Seção de texto |
+ + + + + + +

O carbono é um “produto quente” em uma era de mudança climática (o trocadilho foi intencional). Isso está acontecendo de maneiras únicas no setor agropecuário. Do lado negativo, as emissões de carbono fóssil estão impulsionando os eventos climáticos extremos, que estão aumentando os já significativos riscos econômicos da agropecuária, uma indústria a céu aberto na qual os produtores têm um controle limitado sobre ela. Mas, do lado positivo, as plantas têm um “superpoder” relacionado ao carbono. A fotossíntese permite que elas usem a energia solar para retirar o dióxido de carbono da atmosfera. Isso permite pelo menos quatro categorias de criação de valor relacionadas ao carbono para a economia agropecuária:
O Ciclo do Carbono normal (carbono que fez o seu almoço…)
Substituição de Carbono (carbono que fez seu contêiner…), e
Sequestro de Carbono (carbono que é retirado do circuito…)
Combustíveis com “Intensidade de Carbono” reduzida (carbono que dirigia seu carro/caminhão…)
Assim, embora existam complicações e limitações, a “agricultura da era do carbono” está conseguindo desempenhar um papel ativo na mitigação das mudanças climáticas. Esse papel está se expandindo por causa de incentivos econômicos adicionais para os agricultores fazerem mudanças importantes e muitas vezes desafiadoras em suas práticas agrícolas. Confira quais os caminhos da mitigação:
1) O Ciclo Normal do Carbono – o carbono que fez o seu almoço…
Quando o carbono capturado e armazenado pelas culturas em alimentos ou rações animais é metabolizado, ele é liberado de volta para a atmosfera como dióxido de carbono. No entanto, essas emissões de CO2 são “neutras em carbono” porque são apenas parte de um processo circular. Essa capacidade de captura de carbono e energia é o modo fundamental de criação de valor agropecuário. O Banco Mundial estima que essa função normal da agricultura representa 4% do PIB (Produto Interno Bruto) global. A agropecuária tem uma “pegada de carbono”, mas a maior parte disso vem da produção de fertilizantes nitrogenados, uso de combustível e emissões de outros gases de efeito estufa, como metano e óxido nitroso, e existem soluções em andamento para reduzir essas fontes. Existem também várias práticas agrícolas sustentáveis que são mais favoráveis ao clima e os agricultores podem ser pagos para implementar algumas dessas práticas. Nos EUA, por exemplo, participando de várias iniciativas financiadas pelo programa de bolsas parcerias para Commodities Climatizadas do USDA (Departamento de Agricultura dos EUA). A minimização da pegada de carbono agrícola também contribui para o quarto modo de criação de valor descrito abaixo.

+ + + + + + +

Registros contidos em um conjunto de dados
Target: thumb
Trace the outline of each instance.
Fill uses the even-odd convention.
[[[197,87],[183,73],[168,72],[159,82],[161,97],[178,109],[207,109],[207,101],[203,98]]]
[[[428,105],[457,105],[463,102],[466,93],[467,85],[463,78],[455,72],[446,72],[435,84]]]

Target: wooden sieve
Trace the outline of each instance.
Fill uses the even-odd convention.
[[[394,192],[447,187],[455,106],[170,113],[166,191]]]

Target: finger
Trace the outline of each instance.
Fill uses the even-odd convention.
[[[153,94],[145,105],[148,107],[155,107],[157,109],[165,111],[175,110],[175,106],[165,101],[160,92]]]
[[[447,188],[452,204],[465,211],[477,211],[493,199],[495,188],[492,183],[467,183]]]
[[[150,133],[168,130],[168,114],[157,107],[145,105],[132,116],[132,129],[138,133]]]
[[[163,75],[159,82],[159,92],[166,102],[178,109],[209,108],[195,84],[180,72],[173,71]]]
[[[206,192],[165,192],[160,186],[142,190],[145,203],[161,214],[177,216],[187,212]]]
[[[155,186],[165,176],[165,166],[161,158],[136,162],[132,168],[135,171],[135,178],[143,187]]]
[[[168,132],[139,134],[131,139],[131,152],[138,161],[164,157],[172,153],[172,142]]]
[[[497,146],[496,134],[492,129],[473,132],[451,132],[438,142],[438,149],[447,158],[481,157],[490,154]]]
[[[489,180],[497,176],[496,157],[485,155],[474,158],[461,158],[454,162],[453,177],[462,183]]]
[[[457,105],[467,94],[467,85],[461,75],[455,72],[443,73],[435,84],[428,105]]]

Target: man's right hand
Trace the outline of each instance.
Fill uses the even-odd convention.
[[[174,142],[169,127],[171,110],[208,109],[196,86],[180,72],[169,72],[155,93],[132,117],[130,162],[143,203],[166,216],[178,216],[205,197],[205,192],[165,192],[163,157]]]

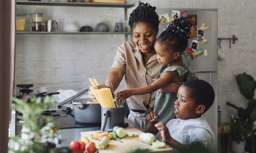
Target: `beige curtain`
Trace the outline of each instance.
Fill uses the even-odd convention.
[[[15,0],[0,1],[0,152],[7,152],[8,147],[14,82],[15,8]]]

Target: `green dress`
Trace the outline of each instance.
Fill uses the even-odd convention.
[[[163,65],[159,72],[160,75],[166,71],[176,71],[181,76],[186,75],[186,81],[189,80],[193,74],[192,69],[189,67],[191,58],[187,56],[186,52],[183,52],[181,55],[181,59],[184,67],[174,66],[167,67],[167,65]],[[176,83],[182,85],[184,82]],[[176,100],[176,95],[177,93],[174,92],[160,93],[157,91],[154,111],[156,111],[159,115],[159,122],[166,124],[170,119],[175,118],[174,102]]]

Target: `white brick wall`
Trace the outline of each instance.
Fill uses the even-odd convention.
[[[247,0],[143,1],[157,8],[218,9],[218,37],[236,35],[238,41],[231,44],[223,40],[226,59],[218,62],[218,101],[222,121],[229,122],[231,113],[228,101],[244,107],[247,99],[240,94],[234,75],[245,72],[256,79],[256,1]],[[127,3],[138,1],[127,0]],[[128,9],[128,14],[135,7]],[[17,13],[27,13],[26,31],[30,29],[30,13],[44,13],[47,19],[60,20],[60,29],[68,22],[79,27],[106,23],[114,31],[115,23],[124,21],[124,9],[18,6]],[[103,83],[115,51],[122,42],[122,35],[17,35],[15,83],[31,83],[35,91],[47,87],[50,92],[58,89],[80,90],[87,88],[88,77]]]

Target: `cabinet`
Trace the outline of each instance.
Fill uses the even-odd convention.
[[[114,7],[123,8],[124,9],[124,20],[127,20],[127,9],[135,6],[134,4],[110,4],[110,3],[93,3],[78,2],[54,2],[41,1],[16,1],[18,5],[33,5],[46,6],[68,6],[68,7]],[[17,32],[17,34],[124,34],[125,40],[127,40],[127,35],[132,34],[132,32],[127,32],[127,28],[124,29],[124,32]]]

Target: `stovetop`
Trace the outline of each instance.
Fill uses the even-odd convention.
[[[100,124],[91,124],[78,122],[76,121],[73,112],[68,114],[65,110],[49,110],[44,112],[42,114],[45,116],[52,116],[53,121],[60,129],[100,126]]]

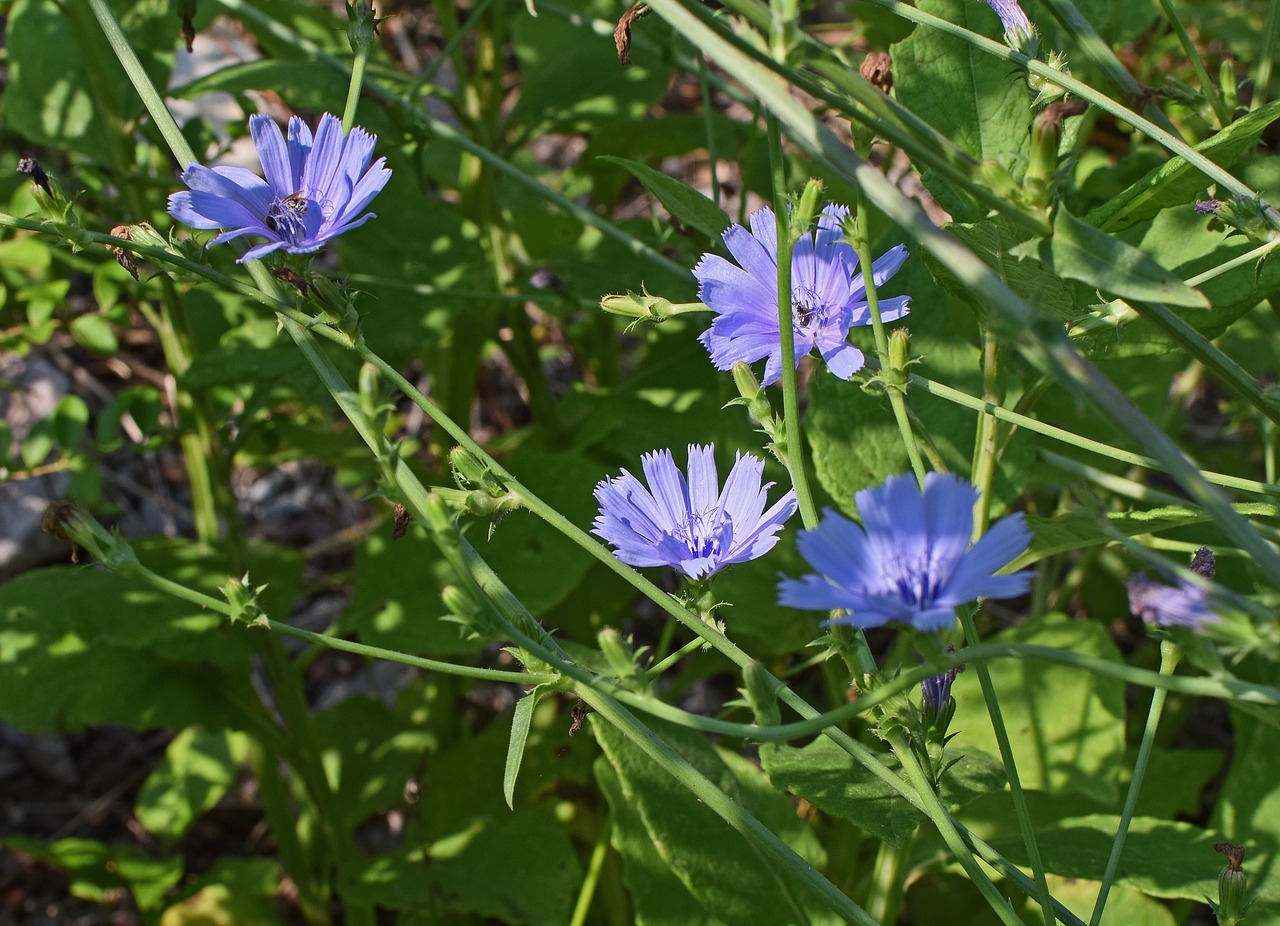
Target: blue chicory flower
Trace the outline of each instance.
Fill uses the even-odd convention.
[[[956,649],[952,646],[947,646],[947,652],[954,653]],[[938,675],[931,675],[928,679],[920,683],[920,701],[924,703],[924,713],[928,717],[937,717],[946,710],[946,706],[951,702],[951,685],[955,683],[956,676],[964,671],[964,665],[951,666],[945,672]]]
[[[626,470],[599,483],[593,533],[612,543],[622,562],[675,566],[690,579],[763,556],[795,512],[796,494],[787,492],[765,511],[773,483],[760,485],[764,461],[742,453],[721,492],[714,455],[713,446],[690,444],[687,483],[669,450],[640,457],[649,488]]]
[[[987,5],[996,10],[1001,24],[1005,27],[1005,41],[1014,49],[1021,47],[1024,41],[1036,37],[1036,27],[1023,13],[1018,0],[987,0]]]
[[[1208,547],[1201,547],[1192,557],[1190,570],[1206,579],[1216,573],[1213,553]],[[1129,610],[1147,624],[1169,628],[1197,629],[1220,620],[1208,608],[1208,596],[1204,589],[1189,581],[1179,580],[1176,585],[1135,573],[1129,576]]]
[[[846,343],[849,329],[870,324],[867,284],[858,273],[858,255],[845,241],[840,223],[849,210],[828,205],[818,228],[803,236],[791,254],[791,318],[795,355],[817,348],[827,366],[841,379],[863,368],[863,352]],[[751,231],[730,225],[724,245],[737,260],[732,264],[704,254],[694,268],[698,298],[716,313],[700,341],[710,351],[718,370],[732,369],[739,360],[749,364],[768,357],[762,383],[782,375],[782,336],[778,330],[778,241],[773,210],[762,209],[750,218]],[[906,260],[899,245],[872,266],[876,286],[897,273]],[[882,298],[881,318],[893,321],[908,313],[909,296]]]
[[[191,164],[182,174],[189,190],[169,197],[173,218],[224,229],[215,245],[242,234],[266,238],[241,263],[279,248],[308,254],[374,218],[364,210],[392,175],[385,158],[369,163],[375,136],[360,127],[343,136],[342,120],[330,113],[315,137],[302,119],[289,119],[288,143],[270,117],[251,117],[248,129],[266,179],[243,168]]]
[[[1001,519],[972,548],[969,483],[929,473],[924,493],[910,474],[856,496],[861,526],[831,511],[797,546],[818,575],[783,578],[778,602],[809,611],[847,611],[835,622],[874,628],[890,621],[940,630],[977,598],[1011,598],[1030,573],[995,575],[1030,543],[1021,514]]]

+ + + + + + +

Objetivo A | De acordo com o texto sobre o carbono na agropecuária, que parcela do PIB global o Banco Mundial atribui à função normal da agricultura?
Objetivo B | Enumere as categorias de criação de valor relacionadas ao carbono que o texto sobre o carbono na agropecuária apresenta para a economia agropecuária.
Objetivo C | Prossiga a redação do texto sobre o carbono na agropecuária a partir da última frase apresentada.

Resultado final A | 4% do PIB global.

Resultado final B |
- O Ciclo do Carbono normal
- Substituição de Carbono
- Sequestro de Carbono
- Combustíveis com “Intensidade de Carbono” reduzida

Resultado final C |
2) Substituição de Carbono – carbono que fez a embalagem do seu alimento…
Os plásticos de origem fóssil são a base da indústria de embalagens. Há um segmento crescente de alternativas de base biológica, e elas podem reduzir a pegada de carbono fóssil geral para CPGs (Consumer Packaged Goods ou Bens de Consumo Embalados). Esses materiais são frequentemente descritos como “compostáveis”. Isso pode ou não ocorrer de fato, dependendo dos fatores de manuseio, assim como recipientes “recicláveis” de todos os tipos podem ou não acabar sendo reciclados.
3) Sequestro – carbono que é retirado “do circuito”
Parte do dióxido de carbono que as plantas capturam pode acabar em formas como matéria orgânica estável do solo, que não é metabolizada e liberada novamente na atmosfera. Esse é o carbono “sequestrado”. Este é um processo normal que ocorre em qualquer floresta, pastagem ou outro ambiente natural não perturbado em vários graus, dependendo do tipo de solo, listagem da terra, cobertura da terra e clima. Isso também pode acontecer em terras de cultivo se forem empregados certos métodos que melhoram a saúde do solo – especificamente aqueles que envolvem perturbação extremamente limitada do solo (plantio direto ou plantio direto mínimo…) e formas de maximizar o tempo ao longo do ano com plantas crescendo ativamente (por exemplo, adicionando culturas de cobertura, cultivo duplo…). Essas práticas são descritas de várias maneiras como “plantio direto contínuo”, “regenerativo” ou “inteligente para o clima” e, a médio e longo prazo, criam valor por meio de colheitas mais produtivas e mais estáveis.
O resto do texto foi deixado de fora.